◆ **Task brief**: Resume the passage on flame-retardant coatings for EPS particles, starting right after its final sentence.

◆ **Passage shown**:
At present, the flame-retardant modification of expanded polystyrene (EPS) is primarily focused on EPS foam insulation boards. However, there are relatively few studies conducted on EPS particles. In the context of lightweight building materials, EPS is predominantly employed as a lightweight aggregate in the form of particles. Therefore, it is necessary to study the modification of EPS particles. In this study, a simple approach is proposed to enhance the fire resistance and hydrophilicity of EPS particles through the use of PA/CS bio-based coatings. A PA/CS of the IFR system was constructed on PDA@EPS particles using PDA as the adhesive, and PA/CS-PDA@EPS particles were produced by the simple coating method. The effect of the modified coating on the structure, hydrophilicity, thermal stability, and fire resistance of the EPS particles was investigated by relevant characterization. The prepared modified EPS particles are hydrophilic and fire resistant, which provides a certain reference value for the application of EPS particles.

2. Materials and Methods

2.1. Materials

The expanded polystyrene (EPS) particles had a bulk density of 11 kg/m3 and their particle size was 3–5 mm. Dopamine hydrochloride (DA) was purchased from Aladdin. Tris(hydroxymethyl)aminomethane (Tris) was commercially available in analytical grade purchased from Zhongqin Chemical Reagent Co Ltd., Shanghai, China. The CS (deacetylation degree: 80~95%), hydrochloric acid (HCl, AR, 36.0~38.0%), and acetic acid were purchased from Sinopharm Chemical Reagent Co., Ltd., Shanghai, China. The PA (70% aqueous solution) was purchased from McLean Biochemical Technology Co., Ltd., Shanghai, China.

2.2. Preparation of Modified EPS Particles

2.2.1. Preparation of PDA-Coated Modified EPS Particles

Figure 1 shows the preparation process of modified EPS particles. Firstly, 1.21 g of Tris was dissolved in 1000 mL of deionized water and titrated with HCl to prepare a Tris-HCl buffer solution with pH = 8.5. A 4 mg/mL solution of Da was then prepared using a Tris-HCl buffer solution (10 mM, pH 8.5). The unmodified EPS particles were stirred continuously in the Da solution for 24 h. The EPS particles were rinsed with distilled water until the solution became colorless and then dried in an oven at 40 °C. The resulting PDA-coated modified EPS particles were noted as PDA@EPS.

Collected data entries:

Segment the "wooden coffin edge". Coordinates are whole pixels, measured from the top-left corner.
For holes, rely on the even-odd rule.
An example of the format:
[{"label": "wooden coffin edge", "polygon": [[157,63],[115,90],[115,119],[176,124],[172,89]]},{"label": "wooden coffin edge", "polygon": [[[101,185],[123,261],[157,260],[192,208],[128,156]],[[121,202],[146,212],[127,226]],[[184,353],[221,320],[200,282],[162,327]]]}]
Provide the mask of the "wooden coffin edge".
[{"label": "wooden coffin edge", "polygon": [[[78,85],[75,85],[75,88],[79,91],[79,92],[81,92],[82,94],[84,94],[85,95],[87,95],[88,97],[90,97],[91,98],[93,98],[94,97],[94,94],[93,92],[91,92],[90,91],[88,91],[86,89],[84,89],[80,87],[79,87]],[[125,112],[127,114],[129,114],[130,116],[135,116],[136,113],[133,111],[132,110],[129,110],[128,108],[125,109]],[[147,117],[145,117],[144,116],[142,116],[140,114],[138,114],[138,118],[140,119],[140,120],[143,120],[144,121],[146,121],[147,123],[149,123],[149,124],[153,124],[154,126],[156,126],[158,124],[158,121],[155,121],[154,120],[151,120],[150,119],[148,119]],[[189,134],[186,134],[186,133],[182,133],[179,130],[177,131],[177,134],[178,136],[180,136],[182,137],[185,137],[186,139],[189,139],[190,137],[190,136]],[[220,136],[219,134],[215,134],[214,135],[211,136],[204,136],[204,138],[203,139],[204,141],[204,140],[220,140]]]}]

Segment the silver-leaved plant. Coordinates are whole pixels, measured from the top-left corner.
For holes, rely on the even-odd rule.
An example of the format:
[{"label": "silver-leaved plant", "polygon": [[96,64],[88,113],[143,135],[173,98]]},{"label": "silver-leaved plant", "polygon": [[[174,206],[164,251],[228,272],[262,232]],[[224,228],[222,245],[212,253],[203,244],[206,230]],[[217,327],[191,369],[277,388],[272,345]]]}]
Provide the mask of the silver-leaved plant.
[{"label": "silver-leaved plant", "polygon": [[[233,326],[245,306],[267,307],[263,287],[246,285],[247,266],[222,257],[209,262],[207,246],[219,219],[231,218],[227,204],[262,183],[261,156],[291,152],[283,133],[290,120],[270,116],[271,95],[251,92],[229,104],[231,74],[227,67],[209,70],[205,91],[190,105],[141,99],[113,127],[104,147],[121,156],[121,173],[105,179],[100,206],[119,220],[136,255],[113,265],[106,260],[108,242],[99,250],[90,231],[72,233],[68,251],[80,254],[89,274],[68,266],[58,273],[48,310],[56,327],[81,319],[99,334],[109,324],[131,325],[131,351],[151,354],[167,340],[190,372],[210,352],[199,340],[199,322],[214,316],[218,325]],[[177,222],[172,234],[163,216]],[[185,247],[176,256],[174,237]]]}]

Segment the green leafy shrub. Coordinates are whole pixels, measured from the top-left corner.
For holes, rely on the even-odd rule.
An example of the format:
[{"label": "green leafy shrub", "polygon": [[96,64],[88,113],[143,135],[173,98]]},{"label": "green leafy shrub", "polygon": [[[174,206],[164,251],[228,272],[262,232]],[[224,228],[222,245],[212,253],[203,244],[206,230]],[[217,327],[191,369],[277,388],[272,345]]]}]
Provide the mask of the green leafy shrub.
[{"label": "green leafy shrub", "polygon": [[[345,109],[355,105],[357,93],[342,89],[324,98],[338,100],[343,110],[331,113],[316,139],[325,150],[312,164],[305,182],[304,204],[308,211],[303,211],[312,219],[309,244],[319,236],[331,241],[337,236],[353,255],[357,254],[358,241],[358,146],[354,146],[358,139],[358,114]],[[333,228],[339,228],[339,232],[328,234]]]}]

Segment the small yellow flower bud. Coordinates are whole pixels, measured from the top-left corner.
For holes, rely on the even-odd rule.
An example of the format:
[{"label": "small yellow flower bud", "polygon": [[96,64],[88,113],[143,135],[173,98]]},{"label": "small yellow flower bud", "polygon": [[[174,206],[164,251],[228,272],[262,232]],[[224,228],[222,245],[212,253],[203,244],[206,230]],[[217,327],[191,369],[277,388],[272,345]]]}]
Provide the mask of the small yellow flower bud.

◆ **Answer box**:
2.2.2. Preparation of CS-Modified PDA@EPS Particles

Firstly, 10 g of CS powder was added to 1000 mL of deionized water in a beaker and stirred for 3 min to disperse the powder. Then, 10 mL (1%) of acetic acid was added and stirred continuously for 24 h to produce a 1% (w/v) CS solution, which was recorded as 1% CS. Following the same method, 2% and 3% CS solutions were prepared. Then, the PDA@EPS particles were stirred in 1%, 2%, and 3% CS solutions for 3 h, fished out, and dried to produce 1CS-PDA@EPS, 2CS-PDA@EPS, and 3CS-PDA@EPS particles, respectively.

2.2.3. Preparation of PA/CS-Modified PDA@EPS Particles

Firstly, 28.57 g of PA (70%) solution was weighed and transferred to a beaker containing 1000 mL of deionized water and the mixture was stirred for 1 h to prepare a PA solution with a concentration of 2% (w/v). The pH of the PA solution was neutralized to 6 with a specific NaOH solution and stirred to obtain a 2% (w/v) PA-Na solution, designated as 2% PA. Similarly, 6% and 10% PA solutions were prepared. Then, the CS-PDA@EPS particles were stirred in different PA solutions for 3 h, retrieved, and dried. The modified particles were noted as 2PA/3CS-PDA@EPS, 6PA/3CS-PDA@EPS, and 10PA/3CS-PDA@EPS, respectively, based on the concentration of the PA solutions.
Figure 1. A schematic diagram of the modified EPS particle preparation process.
Figure 1. A schematic diagram of the modified EPS particle preparation process.
Coatings 14 00574 g001

2.3. Characterizations

The microscopic morphology of various modified EPS particles was studied using a scanning electron microscope (SEM, ZEISS GeminiSEM 500, Carl Zeiss AG, Oberkochen, Germany) with an Oxford UltimMax 65 EDS energy spectrometer.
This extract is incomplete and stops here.